What is required: Rewrite every one of these items with "pixel coordinates" changed to "image coordinates" and nothing else altered. Leave the pictures out of your answer.

--- start ---

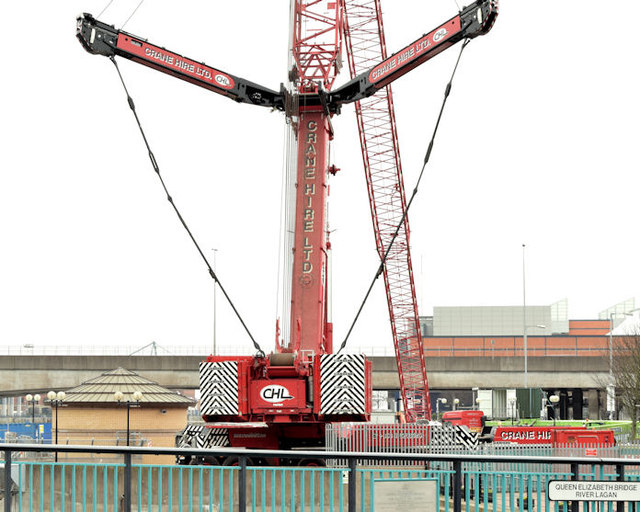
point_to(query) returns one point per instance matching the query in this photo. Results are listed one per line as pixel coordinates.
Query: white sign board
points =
(394, 495)
(581, 490)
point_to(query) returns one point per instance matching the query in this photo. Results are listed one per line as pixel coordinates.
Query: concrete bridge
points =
(33, 373)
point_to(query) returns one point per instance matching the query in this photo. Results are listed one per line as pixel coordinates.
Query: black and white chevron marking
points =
(219, 388)
(454, 435)
(342, 386)
(198, 436)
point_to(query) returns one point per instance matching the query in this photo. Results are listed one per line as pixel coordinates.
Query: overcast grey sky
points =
(537, 146)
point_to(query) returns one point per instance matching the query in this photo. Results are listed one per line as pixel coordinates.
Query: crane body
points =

--- end ---

The result:
point_to(query) returns one point per instance matching the query in this photo. Results are listed one per line as image coordinates.
Query: white sign board
points =
(394, 495)
(581, 490)
point_to(query) returns one point per instance matching the query in this photo. Results are listed one per line as image coordinates.
Query: concrete bridge
points =
(33, 373)
point_to(query) returns one point per instance matching the query in this photo. Results are listed one per line as image coordinates.
Query: black and white chevron marking
points =
(219, 388)
(454, 435)
(342, 386)
(198, 436)
point_to(query) returns one point per instance matching the query in this photo. Results are listed one per line as image coordinates.
Query: overcast grey sky
points =
(537, 146)
point_to(query) returns one point per instance matching the query in this photo. Results are listed one per line as image coordinates.
Query: crane body
points =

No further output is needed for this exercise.